▶ _GESTELDE OPDRACHT 1_
Neem uit het wijzigingsbesluit hieronder letterlijk het stuk over dat begint bij "Na artikel 2.1.2" en doorloopt tot en met "aan Provinciale Staten.".

-----

Provinciale Staten van Limburg,

 

BESLUITEN

 

Vast te stellen het volgende besluit:

 

De eerste wijziging van de Gedragscode integriteit commissaris van de koning en gedeputeerden Provincie Limburg 2021

Artikel 1  

 

De Gedragscode integriteit commissaris van de koning en gedeputeerden Provincie Limburg 2021 wordt als volgt gewijzigd:

 

A

Onder “Inleiding” wordt ”Integriteit is niet alleen een kwestie van regels (…), dubbelzinnige opmerkingen, handtastelijkheden, agressie, pesten en discriminatie.” vervangen door “Integriteit is niet alleen een kwestie van regels, maar ziet ook op de onderlinge omgangsvormen. Een respectvolle omgang, met burgers en organisaties, tussen politieke ambtsdragers onderling en tussen politieke ambtsdragers en medewerkers, met behoud van eigen politieke en bestuurlijke inhoud en stijl, is van belang. In de omgang met burgers, ambtenaren, externe partijen en andere politieke ambtsdragers wordt van een politieke ambtsdrager correct, fatsoenlijk, en respectvol gedrag verwacht dat vrij is van ongewenste omgangsvormen en grensoverschrijdend en (seksueel) intimiderend gedrag zoals hinderlijk gedrag, intimidatie, dubbelzinnige opmerkingen, handtastelijkheden, agressie, pesten en discriminatie.”

 

B

In artikel 2.1.1, tweede lid, wordt “ gaande het lidmaatschap” vervangen door “gedurende de ambtsperiode”.

 

C

Na artikel 2.1.2 wordt een nieuw artikel ingevoegd, luidende:

 

Artikel 2.1.3

  • 1.

    De commissaris van de Koning en de gedeputeerden doen bij de provinciesecretaris opgave van hun belangen in ondernemingen en organisaties waarmee de Provincie Limburg betrekkingen onderhoudt.

  • 2.

    Ten aanzien van de in het eerste lid genoemde belangen worden beheersafspraken gemaakt, die worden gemeld aan Provinciale Staten.

D

Na artikel 2.4 wordt een nieuw artikel ingevoegd, luidende:

 

Artikel 2.5

  • 1.

    Een lid van het college van Gedeputeerde Staten of de commissaris van de Koning heeft binnen twee jaar na diens aftreden geen zakelijk contact met medewerkers die werkzaam zijn voor of namens de Provincie Limburg.

  • 2.

    Het in het eerste lid genoemde verbod geldt niet indien een functie wordt vervuld binnen de publieke en semi-publieke sector.

-----

▶ _GESTELDE OPDRACHT 2_
Tel in hoeveel regels van de vermeldingen hieronder het woord "white" voorkomt. Geef alleen dat aantal.

▶ _Fragment uit dataset_

-----

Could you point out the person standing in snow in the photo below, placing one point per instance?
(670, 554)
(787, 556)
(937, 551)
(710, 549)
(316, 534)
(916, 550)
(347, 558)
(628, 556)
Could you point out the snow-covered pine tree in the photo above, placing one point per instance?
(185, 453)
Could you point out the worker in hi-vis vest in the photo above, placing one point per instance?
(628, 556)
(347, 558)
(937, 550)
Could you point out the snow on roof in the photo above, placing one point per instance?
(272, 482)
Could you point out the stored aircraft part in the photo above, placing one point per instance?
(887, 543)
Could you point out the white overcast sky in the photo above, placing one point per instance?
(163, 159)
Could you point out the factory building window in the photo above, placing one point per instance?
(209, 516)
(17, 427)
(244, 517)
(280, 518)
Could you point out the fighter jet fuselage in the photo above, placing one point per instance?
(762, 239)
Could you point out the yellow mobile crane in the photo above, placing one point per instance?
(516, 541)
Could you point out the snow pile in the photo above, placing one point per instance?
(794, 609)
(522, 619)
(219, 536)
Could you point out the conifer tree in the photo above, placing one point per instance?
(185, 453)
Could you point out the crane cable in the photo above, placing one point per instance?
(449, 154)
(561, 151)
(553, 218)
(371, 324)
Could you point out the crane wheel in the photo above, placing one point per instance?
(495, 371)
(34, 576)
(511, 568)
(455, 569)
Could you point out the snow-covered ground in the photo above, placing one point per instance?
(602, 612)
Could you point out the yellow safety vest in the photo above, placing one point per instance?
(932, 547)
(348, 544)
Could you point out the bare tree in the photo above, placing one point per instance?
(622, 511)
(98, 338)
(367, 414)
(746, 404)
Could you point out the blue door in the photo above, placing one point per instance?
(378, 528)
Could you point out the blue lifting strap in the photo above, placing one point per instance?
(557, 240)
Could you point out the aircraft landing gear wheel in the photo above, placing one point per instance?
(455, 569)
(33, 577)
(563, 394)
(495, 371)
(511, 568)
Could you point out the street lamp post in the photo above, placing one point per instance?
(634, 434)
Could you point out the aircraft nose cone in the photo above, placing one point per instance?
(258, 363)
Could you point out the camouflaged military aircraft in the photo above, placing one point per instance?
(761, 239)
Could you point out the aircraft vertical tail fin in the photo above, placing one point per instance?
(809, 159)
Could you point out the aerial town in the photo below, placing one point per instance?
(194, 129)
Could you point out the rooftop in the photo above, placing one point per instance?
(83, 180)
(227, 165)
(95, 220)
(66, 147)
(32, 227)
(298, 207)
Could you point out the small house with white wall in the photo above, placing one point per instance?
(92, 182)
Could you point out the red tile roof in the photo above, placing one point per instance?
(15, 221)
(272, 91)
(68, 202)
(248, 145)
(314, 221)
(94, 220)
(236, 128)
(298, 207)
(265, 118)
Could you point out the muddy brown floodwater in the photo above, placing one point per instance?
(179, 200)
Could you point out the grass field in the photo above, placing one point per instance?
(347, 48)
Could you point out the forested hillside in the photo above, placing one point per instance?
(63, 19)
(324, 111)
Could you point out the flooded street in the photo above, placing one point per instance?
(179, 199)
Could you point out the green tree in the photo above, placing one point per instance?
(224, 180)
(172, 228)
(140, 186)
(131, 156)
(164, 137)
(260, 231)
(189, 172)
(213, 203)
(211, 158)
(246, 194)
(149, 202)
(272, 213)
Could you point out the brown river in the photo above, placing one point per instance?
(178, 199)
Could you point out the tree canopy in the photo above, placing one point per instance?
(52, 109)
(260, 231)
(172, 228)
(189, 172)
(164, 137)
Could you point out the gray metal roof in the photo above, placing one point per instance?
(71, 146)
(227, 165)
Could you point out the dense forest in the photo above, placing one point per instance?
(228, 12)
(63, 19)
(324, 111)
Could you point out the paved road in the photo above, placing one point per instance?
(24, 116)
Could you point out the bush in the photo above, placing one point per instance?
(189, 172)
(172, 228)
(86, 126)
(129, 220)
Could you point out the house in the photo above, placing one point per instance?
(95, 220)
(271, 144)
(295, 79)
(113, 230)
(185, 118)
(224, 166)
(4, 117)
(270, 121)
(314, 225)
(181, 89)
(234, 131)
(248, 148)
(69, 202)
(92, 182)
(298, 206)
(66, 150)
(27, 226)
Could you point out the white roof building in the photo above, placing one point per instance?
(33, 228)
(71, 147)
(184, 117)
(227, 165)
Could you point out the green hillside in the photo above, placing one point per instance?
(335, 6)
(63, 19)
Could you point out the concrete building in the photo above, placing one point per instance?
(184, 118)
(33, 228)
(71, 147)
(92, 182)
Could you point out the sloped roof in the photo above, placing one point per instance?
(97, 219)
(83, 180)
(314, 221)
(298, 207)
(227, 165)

-----

▶ _VOLLEDIG ANTWOORD 1_
Na artikel 2.1.2 wordt een nieuw artikel ingevoegd, luidende:

 

Artikel 2.1.3

  • 1.

    De commissaris van de Koning en de gedeputeerden doen bij de provinciesecretaris opgave van hun belangen in ondernemingen en organisaties waarmee de Provincie Limburg betrekkingen onderhoudt.

  • 2.

    Ten aanzien van de in het eerste lid genoemde belangen worden beheersafspraken gemaakt, die worden gemeld aan Provinciale Staten.

▶ _VOLLEDIG ANTWOORD 2_
3